* Stated task
In the position and responsibilities clause below, which city is the Executive's place of employment to be relocated to?

* Extract
3.    Position and Responsibilities.    Executive shall report to and be subject to the direction of the Chief Executive Officer of the Company. Executive shall perform and discharge such duties and responsibilities for the Company as the Chief Executive Officer may from time to time reasonably assign Executive. Executive understands and acknowledges that such duties shall be subject to revision and modification by the Chief Executive Officer and/or the Board of Directors (the ‘‘Board’’) of CHATT Holdings, LLC (‘‘CHATT’’) or the Company, as appropriate, upon reasonable notice to Executive. During the Employment Period, Executive shall devote Executive’s full business time, attention, skill and efforts to the faithful performance of Executive’s duties herein, and shall perform the duties and carry out the responsibilities assigned to Executive, to the best of Executive’s ability, in a diligent, trustworthy and businesslike manner for the purpose of advancing the Company. Executive acknowledges that Executive’s duties and responsibilities will require Executive’s full-time business efforts and agrees that during the Employment Period, Executive will not engage in any outside business activities that conflict with Executive’s obligations under this Employment Agreement. On or prior to January 1, 2007, at the Company’s election upon reasonable notice, Executive’s place of employment shall be relocated from Columbus, Ohio to Harrisburg, Pennsylvania.

* Position annotation rows

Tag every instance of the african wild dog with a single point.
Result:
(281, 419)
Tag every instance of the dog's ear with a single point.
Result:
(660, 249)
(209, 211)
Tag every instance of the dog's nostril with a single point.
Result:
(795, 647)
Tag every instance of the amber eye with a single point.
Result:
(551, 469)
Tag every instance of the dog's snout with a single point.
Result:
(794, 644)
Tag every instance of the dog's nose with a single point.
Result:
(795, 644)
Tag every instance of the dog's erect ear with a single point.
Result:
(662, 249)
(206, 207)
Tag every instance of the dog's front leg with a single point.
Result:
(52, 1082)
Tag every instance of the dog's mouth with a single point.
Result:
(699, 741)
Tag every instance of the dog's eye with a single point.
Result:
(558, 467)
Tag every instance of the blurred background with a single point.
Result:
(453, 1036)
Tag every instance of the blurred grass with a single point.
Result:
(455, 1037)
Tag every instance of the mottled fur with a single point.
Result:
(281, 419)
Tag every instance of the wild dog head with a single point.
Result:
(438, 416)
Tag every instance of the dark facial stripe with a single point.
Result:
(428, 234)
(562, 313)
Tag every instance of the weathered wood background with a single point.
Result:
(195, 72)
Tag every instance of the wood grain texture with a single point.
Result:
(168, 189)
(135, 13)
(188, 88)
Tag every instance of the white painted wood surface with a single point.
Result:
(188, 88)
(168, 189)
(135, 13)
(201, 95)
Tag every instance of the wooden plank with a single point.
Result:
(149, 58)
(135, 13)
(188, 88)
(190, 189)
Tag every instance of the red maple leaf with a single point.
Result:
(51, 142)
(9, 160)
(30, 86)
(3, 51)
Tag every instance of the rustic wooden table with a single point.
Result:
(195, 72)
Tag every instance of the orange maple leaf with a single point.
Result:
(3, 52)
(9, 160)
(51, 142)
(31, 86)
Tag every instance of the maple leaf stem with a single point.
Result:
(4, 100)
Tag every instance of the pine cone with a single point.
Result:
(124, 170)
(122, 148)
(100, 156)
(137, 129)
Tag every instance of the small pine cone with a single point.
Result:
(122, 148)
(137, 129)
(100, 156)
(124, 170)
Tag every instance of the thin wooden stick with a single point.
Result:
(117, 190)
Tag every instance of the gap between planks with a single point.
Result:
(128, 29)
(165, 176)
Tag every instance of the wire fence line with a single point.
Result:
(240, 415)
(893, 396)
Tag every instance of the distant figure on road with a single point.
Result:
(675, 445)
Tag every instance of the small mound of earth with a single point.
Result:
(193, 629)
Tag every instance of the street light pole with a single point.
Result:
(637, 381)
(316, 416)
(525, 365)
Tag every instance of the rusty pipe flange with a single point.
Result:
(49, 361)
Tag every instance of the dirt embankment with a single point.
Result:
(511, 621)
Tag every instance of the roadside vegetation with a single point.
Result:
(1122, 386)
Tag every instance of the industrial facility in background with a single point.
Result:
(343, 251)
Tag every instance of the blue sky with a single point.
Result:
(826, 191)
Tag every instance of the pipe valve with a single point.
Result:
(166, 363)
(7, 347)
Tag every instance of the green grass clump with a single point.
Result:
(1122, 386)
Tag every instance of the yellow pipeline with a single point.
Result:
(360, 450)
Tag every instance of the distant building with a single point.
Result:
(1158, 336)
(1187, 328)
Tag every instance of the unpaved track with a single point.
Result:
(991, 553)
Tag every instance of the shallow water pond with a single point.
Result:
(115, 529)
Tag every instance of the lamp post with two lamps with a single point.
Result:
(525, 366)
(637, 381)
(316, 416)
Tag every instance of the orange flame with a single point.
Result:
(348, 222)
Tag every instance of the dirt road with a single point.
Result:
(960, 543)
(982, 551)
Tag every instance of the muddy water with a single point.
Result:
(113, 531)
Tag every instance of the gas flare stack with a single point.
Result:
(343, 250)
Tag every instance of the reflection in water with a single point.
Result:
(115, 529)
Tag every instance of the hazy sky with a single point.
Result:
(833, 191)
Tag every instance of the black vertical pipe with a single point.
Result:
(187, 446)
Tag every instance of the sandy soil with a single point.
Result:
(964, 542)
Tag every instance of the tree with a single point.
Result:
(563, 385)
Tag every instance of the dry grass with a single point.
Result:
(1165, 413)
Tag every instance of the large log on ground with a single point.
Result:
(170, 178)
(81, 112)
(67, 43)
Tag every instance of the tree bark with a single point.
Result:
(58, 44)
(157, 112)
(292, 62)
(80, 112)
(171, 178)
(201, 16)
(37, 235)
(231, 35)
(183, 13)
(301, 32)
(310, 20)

* Response below
Harrisburg, Pennsylvania.